| DOCUMENT TEXT |

((

# 0) Enter Variables

In [None]:
# set up the files
# THESE ARE THE ONLY 3 THINGS YOU NEED TO CHANGE 

base_path = "C:/Users/matt/Jesser Analytics Consulting/Natsco Transit Solutions/python/"
filename = 'NOVA_L998'
pg = {'pgstart': 39, 'pgend':1431}
    #NOVA_L998 ### 39 - 1431
    #NF_SR2089 ### 91 - 1451
    #NF_SR1600 ### 79 - 1409
    
prm = {'cm':200.0, 'lm':0.1, 'wm':0.1, 'bf':1.0, 'lo':0.9} #defaults: {cm=2.0, lm=0.5, wm=0.1, bf=0.5, lo=0.5}
out = {'header':0,'subheader':1,'bodystart':3, 'spaces_desc':3}

####################################################

# setup additional variables
f = f"{filename}.pdf"
path = f"{base_path}{filename}"

# setup your pages
p = pgprep(pgstart=pg['pgstart'], pgend=pg['pgend'])
print(p['message'])

))

(Source data)
((

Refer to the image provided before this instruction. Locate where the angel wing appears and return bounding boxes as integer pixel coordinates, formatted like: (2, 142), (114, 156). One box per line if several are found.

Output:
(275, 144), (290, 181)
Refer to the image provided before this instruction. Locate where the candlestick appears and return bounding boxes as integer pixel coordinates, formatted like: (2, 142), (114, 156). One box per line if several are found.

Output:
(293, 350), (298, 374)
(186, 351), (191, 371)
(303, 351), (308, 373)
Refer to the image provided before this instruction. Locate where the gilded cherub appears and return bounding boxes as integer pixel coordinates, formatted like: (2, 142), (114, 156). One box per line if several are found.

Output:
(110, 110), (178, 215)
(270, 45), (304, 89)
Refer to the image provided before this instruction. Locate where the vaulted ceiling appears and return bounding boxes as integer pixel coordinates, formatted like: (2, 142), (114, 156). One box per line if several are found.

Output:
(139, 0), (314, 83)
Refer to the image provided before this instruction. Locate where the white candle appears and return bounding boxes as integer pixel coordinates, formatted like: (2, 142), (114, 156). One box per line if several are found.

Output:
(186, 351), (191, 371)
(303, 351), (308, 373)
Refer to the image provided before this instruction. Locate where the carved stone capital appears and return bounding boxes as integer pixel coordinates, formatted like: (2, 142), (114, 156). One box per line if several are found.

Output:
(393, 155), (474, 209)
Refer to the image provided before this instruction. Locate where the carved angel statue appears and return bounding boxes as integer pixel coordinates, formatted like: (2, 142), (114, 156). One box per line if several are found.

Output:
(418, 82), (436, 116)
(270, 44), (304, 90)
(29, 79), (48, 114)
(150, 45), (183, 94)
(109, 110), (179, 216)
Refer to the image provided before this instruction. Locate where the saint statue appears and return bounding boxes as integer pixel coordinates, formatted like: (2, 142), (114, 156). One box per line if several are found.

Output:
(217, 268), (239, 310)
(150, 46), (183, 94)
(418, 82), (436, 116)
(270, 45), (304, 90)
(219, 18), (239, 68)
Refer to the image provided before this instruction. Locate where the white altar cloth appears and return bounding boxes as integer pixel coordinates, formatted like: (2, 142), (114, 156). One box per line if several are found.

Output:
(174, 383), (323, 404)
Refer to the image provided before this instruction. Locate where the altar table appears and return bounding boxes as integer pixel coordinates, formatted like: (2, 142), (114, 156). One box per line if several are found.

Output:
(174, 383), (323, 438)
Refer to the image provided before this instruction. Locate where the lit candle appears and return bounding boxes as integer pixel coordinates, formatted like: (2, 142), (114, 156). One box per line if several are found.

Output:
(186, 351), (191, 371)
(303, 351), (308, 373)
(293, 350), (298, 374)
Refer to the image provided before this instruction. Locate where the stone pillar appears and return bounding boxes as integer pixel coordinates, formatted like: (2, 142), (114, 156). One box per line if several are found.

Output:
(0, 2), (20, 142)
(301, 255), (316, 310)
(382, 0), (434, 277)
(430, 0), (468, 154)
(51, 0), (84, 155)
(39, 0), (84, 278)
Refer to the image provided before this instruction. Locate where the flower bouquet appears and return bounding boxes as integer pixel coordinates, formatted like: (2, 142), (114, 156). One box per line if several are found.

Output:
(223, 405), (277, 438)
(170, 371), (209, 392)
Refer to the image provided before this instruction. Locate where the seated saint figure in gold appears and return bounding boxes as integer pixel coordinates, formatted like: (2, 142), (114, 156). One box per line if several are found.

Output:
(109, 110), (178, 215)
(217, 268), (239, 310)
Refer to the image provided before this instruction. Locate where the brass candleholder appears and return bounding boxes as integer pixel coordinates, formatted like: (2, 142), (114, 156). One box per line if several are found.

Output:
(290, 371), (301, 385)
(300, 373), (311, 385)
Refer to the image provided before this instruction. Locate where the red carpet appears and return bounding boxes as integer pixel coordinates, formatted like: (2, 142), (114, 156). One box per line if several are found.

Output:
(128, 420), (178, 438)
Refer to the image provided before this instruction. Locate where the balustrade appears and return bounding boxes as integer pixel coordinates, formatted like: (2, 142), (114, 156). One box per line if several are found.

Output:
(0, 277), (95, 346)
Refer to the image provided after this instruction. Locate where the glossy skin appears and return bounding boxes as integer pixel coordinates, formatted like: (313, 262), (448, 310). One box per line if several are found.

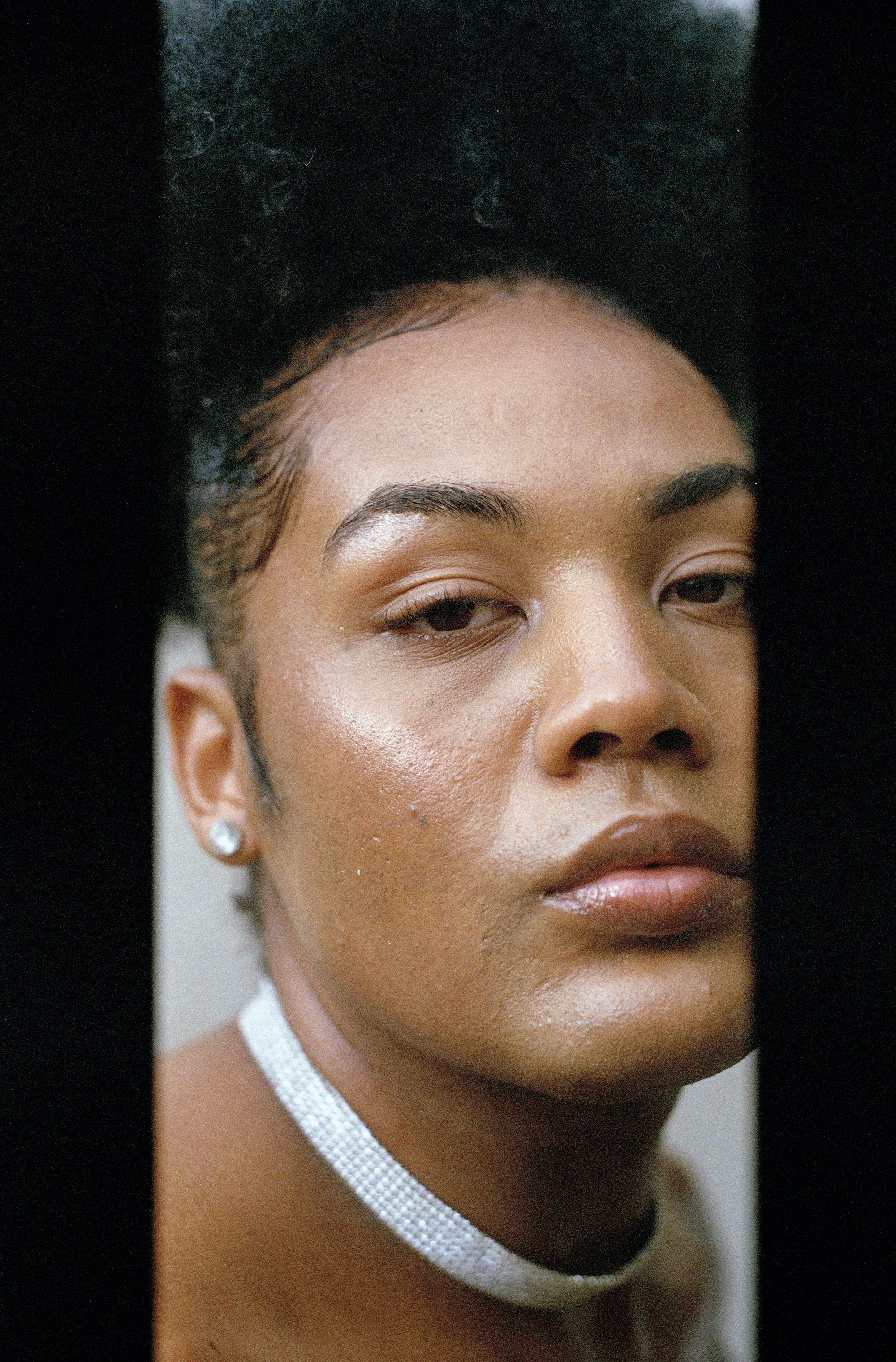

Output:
(162, 284), (754, 1358)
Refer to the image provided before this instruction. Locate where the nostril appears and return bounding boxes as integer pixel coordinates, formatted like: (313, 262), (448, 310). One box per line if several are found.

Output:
(654, 728), (690, 752)
(572, 733), (606, 761)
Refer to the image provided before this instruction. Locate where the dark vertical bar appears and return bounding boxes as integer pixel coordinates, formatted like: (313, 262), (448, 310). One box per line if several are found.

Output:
(756, 8), (896, 1359)
(1, 0), (165, 1359)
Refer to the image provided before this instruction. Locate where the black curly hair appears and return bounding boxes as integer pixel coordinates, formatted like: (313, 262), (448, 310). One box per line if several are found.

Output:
(165, 0), (749, 662)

))

| CHALLENGES |
(a) Answer these questions using the setup code:
(i) What is the filename variable set to?
(ii) What page range does a comment give for NF_SR2089?
(iii) According to the comment, what is the default value of cm?
(b) Continue the setup code from its last line.

| RESULTS OF THE TASKS |
(a)
(i) 'NOVA_L998'
(ii) 91 - 1451
(iii) 2.0

(b)
# 1) Run the Program

In [None]:
# initialize my three dataframes for logs, summary logs, and final dataset
l_col=['file','page','charlen','char', 'pos_BLx', 'pos_BLy', 'pos_TRx', 'pos_TRy']
s_col=['filename', 'page', 'loglen', 'top', 'bottom']
d_col=['file', 'page', 'header', 'subheader', 'localnum',  'revnum', 'pagepos', 'col1', 'col2', 'col3', 'col4', 'col5', 'col6', 'col_notes']

dfl = pd.DataFrame(columns=l_col)
dfs = pd.DataFrame(columns=s_col)
df = pd.DataFrame(columns=d_col)


# run the whole program for the defined set of pages and create 3 dataframes
for p in p['p']:
    # Analyze the requested PDF file
    pa = pdf_analyze(filename=f, page=p-1, cm=prm['cm'], lm=prm['lm'], wm=prm['wm'], bf=prm['bf'], lo=prm['lo'])
                                        #defaults: cm=2.0,   lm=0.5, wm=0.1, bf=0.5, lo=0.5
    print(pa['message'])
    
    # Extract data for the specified page
    d = extract_data(filename=f, page=p,layout=pa['layout'])
    print(d['message'])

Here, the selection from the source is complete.